_Requirements_. Recast every line of the entries below as a Markdown table with the columns Row and Line, numbering each row and omitting blank lines.

_Provided records_.
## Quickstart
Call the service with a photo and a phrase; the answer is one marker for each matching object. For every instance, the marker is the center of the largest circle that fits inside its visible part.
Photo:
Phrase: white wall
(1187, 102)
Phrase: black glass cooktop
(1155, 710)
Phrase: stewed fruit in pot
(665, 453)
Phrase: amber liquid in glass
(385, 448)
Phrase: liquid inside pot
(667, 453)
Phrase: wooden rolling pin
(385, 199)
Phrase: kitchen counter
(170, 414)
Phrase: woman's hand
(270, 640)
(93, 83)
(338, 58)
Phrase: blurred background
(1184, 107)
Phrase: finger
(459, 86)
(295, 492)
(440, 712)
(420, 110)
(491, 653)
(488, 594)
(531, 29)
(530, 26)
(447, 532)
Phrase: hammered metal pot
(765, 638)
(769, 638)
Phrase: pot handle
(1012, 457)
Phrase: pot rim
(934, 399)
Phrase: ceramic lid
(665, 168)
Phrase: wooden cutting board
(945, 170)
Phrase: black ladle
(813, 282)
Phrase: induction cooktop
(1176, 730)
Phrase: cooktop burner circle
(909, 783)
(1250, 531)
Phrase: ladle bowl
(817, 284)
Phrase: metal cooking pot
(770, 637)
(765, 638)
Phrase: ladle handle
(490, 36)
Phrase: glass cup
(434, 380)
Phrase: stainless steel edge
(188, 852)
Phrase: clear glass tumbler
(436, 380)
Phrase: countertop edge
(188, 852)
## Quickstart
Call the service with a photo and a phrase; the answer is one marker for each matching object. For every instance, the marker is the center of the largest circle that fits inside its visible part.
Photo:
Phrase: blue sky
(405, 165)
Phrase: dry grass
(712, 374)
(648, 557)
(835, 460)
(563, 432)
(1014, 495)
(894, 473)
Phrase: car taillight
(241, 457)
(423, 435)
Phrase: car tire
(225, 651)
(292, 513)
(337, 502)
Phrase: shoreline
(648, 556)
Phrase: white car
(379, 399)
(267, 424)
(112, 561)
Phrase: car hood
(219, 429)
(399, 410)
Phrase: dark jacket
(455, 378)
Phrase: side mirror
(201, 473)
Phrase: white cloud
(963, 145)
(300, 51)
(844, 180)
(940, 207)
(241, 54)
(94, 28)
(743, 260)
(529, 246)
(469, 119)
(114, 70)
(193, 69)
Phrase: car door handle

_Solved problem_.
| Row | Line |
|---|---|
| 1 | ## Quickstart |
| 2 | Call the service with a photo and a phrase; the answer is one marker for each matching object. For every instance, the marker is the center of the largest circle that fits inside its visible part. |
| 3 | Photo: |
| 4 | Phrase: white wall |
| 5 | (1187, 102) |
| 6 | Phrase: black glass cooktop |
| 7 | (1155, 710) |
| 8 | Phrase: stewed fruit in pot |
| 9 | (665, 453) |
| 10 | Phrase: amber liquid in glass |
| 11 | (385, 448) |
| 12 | Phrase: liquid inside pot |
| 13 | (667, 453) |
| 14 | Phrase: wooden rolling pin |
| 15 | (385, 199) |
| 16 | Phrase: kitchen counter |
| 17 | (170, 414) |
| 18 | Phrase: woman's hand |
| 19 | (270, 640) |
| 20 | (93, 83) |
| 21 | (338, 58) |
| 22 | Phrase: blurred background |
| 23 | (1184, 107) |
| 24 | Phrase: finger |
| 25 | (459, 86) |
| 26 | (295, 492) |
| 27 | (440, 712) |
| 28 | (420, 110) |
| 29 | (491, 653) |
| 30 | (488, 594) |
| 31 | (531, 29) |
| 32 | (530, 26) |
| 33 | (447, 532) |
| 34 | Phrase: hammered metal pot |
| 35 | (765, 638) |
| 36 | (769, 638) |
| 37 | Phrase: pot handle |
| 38 | (1012, 457) |
| 39 | Phrase: pot rim |
| 40 | (934, 399) |
| 41 | Phrase: ceramic lid |
| 42 | (665, 168) |
| 43 | Phrase: wooden cutting board |
| 44 | (945, 170) |
| 45 | Phrase: black ladle |
| 46 | (813, 282) |
| 47 | Phrase: induction cooktop |
| 48 | (1176, 730) |
| 49 | Phrase: cooktop burner circle |
| 50 | (909, 783) |
| 51 | (1250, 531) |
| 52 | Phrase: ladle bowl |
| 53 | (817, 284) |
| 54 | Phrase: metal cooking pot |
| 55 | (770, 637) |
| 56 | (765, 638) |
| 57 | Phrase: ladle handle |
| 58 | (490, 36) |
| 59 | Phrase: glass cup |
| 60 | (434, 380) |
| 61 | Phrase: stainless steel edge |
| 62 | (188, 852) |
| 63 | Phrase: clear glass tumbler |
| 64 | (436, 380) |
| 65 | Phrase: countertop edge |
| 66 | (188, 852) |
| 67 | ## Quickstart |
| 68 | Call the service with a photo and a phrase; the answer is one marker for each matching object. For every instance, the marker is the center of the largest circle that fits inside its visible part. |
| 69 | Photo: |
| 70 | Phrase: blue sky |
| 71 | (405, 165) |
| 72 | Phrase: dry grass |
| 73 | (712, 374) |
| 74 | (648, 557) |
| 75 | (835, 460) |
| 76 | (563, 432) |
| 77 | (1014, 495) |
| 78 | (894, 473) |
| 79 | Phrase: car taillight |
| 80 | (241, 457) |
| 81 | (423, 435) |
| 82 | Phrase: car tire |
| 83 | (225, 651) |
| 84 | (292, 513) |
| 85 | (337, 502) |
| 86 | Phrase: shoreline |
| 87 | (648, 556) |
| 88 | Phrase: white car |
| 89 | (379, 399) |
| 90 | (267, 424) |
| 91 | (112, 561) |
| 92 | Phrase: car hood |
| 93 | (219, 429) |
| 94 | (399, 410) |
| 95 | Phrase: dark jacket |
| 96 | (455, 378) |
| 97 | Phrase: side mirror |
| 98 | (201, 473) |
| 99 | Phrase: white cloud |
| 100 | (963, 145) |
| 101 | (300, 51) |
| 102 | (844, 180) |
| 103 | (940, 207) |
| 104 | (241, 54) |
| 105 | (94, 28) |
| 106 | (743, 260) |
| 107 | (529, 246) |
| 108 | (469, 119) |
| 109 | (114, 70) |
| 110 | (193, 69) |
| 111 | Phrase: car door handle |